→ **Problem to work on**
For the data that follows, report how many lines contain the word "pole", and nothing else.

Records drawn from a dataset
"""

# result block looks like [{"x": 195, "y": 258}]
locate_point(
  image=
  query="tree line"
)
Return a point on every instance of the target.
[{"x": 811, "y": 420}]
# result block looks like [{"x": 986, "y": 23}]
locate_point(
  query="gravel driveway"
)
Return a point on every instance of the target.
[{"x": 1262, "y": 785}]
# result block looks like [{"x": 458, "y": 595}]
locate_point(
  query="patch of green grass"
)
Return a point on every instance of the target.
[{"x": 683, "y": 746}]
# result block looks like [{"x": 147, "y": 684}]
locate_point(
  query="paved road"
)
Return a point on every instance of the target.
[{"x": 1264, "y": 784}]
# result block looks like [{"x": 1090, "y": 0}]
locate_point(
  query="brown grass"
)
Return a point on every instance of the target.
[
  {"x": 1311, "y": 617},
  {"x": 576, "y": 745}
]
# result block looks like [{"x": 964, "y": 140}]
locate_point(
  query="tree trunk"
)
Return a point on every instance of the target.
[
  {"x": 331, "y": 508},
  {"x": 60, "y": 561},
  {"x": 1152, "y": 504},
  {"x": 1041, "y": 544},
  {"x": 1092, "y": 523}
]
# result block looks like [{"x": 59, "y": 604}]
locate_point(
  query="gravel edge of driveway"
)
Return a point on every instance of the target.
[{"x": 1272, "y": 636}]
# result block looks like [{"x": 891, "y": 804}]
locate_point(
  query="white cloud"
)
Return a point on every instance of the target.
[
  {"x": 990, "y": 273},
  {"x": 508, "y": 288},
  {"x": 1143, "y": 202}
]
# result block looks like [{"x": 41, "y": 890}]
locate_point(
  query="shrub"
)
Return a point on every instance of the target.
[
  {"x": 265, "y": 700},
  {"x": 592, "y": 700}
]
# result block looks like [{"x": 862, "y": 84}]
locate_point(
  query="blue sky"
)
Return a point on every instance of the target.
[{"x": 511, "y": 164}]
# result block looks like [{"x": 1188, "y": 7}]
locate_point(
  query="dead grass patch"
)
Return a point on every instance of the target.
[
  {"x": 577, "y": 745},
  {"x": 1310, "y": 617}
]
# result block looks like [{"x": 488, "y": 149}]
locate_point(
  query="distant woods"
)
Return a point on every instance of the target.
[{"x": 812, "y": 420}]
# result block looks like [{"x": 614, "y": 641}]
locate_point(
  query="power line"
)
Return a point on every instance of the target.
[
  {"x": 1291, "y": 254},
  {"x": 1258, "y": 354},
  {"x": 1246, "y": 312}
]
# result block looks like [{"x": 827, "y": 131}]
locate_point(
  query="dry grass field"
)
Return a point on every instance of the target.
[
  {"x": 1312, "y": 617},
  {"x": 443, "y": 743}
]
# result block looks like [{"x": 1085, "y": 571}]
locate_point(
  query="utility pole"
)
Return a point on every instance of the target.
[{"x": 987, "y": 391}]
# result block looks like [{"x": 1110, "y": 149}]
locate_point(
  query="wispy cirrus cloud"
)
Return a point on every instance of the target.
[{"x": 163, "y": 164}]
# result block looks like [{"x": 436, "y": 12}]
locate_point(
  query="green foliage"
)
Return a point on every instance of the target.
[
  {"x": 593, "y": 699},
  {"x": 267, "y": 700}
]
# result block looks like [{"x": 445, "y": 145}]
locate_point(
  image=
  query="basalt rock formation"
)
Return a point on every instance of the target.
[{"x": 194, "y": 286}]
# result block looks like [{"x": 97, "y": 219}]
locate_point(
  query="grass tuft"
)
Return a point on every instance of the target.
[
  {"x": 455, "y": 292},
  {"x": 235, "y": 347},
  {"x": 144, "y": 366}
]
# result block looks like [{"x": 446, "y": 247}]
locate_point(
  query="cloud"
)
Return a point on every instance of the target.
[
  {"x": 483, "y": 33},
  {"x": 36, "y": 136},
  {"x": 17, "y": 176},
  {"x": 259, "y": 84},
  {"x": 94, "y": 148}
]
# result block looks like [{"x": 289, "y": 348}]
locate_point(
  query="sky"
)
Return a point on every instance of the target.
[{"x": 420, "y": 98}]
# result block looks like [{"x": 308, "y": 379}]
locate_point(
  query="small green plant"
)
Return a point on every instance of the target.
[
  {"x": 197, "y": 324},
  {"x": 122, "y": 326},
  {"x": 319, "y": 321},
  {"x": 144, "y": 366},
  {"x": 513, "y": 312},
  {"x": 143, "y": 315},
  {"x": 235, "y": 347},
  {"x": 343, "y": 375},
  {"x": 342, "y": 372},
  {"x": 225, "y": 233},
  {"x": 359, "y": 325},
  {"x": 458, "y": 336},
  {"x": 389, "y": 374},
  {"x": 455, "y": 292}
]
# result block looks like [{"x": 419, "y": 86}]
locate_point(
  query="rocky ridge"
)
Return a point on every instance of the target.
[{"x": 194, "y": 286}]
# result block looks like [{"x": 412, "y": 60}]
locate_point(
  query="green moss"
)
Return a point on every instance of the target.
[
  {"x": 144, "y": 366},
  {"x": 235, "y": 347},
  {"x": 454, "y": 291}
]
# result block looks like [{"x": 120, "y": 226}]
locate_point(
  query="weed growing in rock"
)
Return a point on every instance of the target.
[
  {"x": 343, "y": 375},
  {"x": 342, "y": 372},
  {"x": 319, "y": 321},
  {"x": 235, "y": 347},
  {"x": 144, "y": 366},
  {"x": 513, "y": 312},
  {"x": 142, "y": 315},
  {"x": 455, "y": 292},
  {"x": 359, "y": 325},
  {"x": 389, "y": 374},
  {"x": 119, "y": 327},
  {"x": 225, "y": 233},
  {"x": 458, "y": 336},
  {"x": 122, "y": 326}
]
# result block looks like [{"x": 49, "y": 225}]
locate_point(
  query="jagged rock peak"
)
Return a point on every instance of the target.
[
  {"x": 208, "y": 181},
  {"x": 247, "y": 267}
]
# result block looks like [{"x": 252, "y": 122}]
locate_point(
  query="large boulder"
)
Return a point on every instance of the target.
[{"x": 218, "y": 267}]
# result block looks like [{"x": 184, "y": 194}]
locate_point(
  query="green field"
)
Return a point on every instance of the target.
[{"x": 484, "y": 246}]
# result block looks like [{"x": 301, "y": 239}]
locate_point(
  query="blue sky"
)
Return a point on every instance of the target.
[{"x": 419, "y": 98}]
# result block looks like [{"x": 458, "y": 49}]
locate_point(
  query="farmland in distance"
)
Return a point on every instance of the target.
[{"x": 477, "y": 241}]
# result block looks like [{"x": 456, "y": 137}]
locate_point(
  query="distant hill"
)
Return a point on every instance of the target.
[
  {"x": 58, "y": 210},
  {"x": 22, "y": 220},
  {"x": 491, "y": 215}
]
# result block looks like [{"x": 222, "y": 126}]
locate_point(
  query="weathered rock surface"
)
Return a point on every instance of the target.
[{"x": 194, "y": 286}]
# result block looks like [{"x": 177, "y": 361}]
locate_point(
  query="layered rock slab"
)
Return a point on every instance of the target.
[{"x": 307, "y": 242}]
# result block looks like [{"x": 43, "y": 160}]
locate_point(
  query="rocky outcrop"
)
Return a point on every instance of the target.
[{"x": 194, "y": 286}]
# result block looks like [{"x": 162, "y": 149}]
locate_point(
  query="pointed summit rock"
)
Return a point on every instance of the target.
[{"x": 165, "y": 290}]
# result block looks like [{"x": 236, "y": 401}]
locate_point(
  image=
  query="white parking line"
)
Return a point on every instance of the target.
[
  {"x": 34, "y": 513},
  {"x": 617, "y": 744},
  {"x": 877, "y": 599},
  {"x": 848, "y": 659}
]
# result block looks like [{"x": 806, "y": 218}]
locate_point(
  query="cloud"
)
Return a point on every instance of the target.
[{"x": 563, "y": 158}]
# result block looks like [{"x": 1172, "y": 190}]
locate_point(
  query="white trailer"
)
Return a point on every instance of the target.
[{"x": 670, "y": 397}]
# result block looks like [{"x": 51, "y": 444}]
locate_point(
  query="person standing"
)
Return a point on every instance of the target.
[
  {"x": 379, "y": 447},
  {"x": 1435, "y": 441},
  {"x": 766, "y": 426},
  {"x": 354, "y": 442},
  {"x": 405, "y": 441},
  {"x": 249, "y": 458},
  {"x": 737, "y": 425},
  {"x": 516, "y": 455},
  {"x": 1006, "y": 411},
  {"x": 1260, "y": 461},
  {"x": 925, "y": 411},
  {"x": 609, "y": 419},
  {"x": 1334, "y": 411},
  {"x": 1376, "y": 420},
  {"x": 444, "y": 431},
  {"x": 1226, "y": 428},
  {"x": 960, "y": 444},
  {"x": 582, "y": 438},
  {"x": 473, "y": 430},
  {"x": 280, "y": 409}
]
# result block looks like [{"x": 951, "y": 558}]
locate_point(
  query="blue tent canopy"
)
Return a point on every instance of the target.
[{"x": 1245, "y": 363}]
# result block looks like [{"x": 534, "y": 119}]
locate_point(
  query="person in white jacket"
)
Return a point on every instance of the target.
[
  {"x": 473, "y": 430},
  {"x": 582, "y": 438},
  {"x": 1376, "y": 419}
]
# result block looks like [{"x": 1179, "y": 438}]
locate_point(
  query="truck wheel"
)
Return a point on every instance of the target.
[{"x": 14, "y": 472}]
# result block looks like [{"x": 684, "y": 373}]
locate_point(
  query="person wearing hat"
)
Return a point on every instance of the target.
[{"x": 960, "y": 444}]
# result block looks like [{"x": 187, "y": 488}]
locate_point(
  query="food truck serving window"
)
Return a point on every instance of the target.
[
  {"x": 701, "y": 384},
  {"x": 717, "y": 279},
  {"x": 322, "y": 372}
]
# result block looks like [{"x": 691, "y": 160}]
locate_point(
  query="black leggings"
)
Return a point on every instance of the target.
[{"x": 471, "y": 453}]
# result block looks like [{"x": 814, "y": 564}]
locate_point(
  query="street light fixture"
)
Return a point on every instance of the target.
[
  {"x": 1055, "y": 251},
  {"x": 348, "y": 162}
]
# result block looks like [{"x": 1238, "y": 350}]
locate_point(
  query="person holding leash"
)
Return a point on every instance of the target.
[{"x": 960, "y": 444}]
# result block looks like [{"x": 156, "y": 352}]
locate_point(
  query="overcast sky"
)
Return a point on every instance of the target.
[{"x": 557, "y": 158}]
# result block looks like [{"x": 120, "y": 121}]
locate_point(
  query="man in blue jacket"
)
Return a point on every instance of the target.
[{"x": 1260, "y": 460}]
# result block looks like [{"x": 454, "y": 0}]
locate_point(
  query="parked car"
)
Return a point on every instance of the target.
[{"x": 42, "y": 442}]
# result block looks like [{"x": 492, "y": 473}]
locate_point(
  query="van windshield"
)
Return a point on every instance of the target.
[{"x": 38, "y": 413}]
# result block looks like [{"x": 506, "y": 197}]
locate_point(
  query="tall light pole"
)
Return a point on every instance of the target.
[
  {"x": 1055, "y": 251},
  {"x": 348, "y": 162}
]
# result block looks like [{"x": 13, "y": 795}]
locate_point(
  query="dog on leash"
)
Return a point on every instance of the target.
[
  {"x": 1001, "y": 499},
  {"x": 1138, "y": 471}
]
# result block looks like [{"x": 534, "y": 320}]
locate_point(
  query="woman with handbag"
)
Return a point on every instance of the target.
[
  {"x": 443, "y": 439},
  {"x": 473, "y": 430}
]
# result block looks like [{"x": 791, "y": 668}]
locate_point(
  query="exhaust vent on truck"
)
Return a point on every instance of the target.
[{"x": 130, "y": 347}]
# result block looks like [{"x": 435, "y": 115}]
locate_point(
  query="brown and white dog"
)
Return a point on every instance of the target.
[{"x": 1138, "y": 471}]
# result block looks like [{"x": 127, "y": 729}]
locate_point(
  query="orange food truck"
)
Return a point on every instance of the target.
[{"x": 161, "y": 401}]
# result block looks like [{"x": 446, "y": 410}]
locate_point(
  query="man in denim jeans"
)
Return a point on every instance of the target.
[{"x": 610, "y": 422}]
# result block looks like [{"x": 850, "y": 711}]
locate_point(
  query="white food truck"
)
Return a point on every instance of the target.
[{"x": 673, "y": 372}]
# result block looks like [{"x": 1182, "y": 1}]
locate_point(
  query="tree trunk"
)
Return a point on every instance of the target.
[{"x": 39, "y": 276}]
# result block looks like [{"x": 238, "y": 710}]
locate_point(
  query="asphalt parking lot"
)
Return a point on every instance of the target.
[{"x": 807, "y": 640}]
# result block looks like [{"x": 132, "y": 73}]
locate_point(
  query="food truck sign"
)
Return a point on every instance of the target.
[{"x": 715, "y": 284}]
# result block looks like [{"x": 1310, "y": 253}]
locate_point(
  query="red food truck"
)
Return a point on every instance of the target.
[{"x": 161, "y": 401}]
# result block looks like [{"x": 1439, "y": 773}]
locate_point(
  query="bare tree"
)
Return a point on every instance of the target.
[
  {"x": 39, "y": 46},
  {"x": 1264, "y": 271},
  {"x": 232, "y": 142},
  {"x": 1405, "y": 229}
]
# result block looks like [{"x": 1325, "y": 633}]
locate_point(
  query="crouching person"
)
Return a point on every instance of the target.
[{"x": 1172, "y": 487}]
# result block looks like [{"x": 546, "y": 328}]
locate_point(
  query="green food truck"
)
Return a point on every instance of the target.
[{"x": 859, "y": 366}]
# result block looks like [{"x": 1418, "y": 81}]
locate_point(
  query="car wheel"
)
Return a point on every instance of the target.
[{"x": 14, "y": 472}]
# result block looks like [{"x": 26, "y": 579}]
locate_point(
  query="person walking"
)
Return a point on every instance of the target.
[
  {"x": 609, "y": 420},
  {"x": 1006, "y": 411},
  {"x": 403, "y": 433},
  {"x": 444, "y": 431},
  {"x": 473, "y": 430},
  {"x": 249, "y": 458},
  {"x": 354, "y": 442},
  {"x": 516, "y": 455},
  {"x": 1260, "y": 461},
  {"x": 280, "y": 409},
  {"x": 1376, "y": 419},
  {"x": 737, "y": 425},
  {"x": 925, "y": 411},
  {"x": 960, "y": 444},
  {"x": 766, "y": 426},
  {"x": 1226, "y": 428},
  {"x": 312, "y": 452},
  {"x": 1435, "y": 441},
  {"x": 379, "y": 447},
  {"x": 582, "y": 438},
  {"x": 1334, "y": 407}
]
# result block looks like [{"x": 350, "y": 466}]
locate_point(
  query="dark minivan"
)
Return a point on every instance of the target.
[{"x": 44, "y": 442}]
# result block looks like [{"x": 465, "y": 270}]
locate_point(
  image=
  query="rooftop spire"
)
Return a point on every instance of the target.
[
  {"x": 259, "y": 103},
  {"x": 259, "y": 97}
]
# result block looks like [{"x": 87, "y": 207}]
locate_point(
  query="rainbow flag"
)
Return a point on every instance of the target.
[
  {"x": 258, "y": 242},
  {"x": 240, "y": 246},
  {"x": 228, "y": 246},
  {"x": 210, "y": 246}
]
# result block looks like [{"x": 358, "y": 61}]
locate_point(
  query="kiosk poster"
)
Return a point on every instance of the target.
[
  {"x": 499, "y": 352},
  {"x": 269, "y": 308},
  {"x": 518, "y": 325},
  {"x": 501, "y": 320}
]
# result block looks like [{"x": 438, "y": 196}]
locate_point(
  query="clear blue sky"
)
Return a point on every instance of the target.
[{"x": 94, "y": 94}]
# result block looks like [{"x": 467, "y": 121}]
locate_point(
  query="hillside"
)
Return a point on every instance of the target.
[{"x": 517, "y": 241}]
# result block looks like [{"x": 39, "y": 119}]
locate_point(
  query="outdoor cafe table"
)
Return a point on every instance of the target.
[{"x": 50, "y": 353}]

"""

→ **Solved problem**
2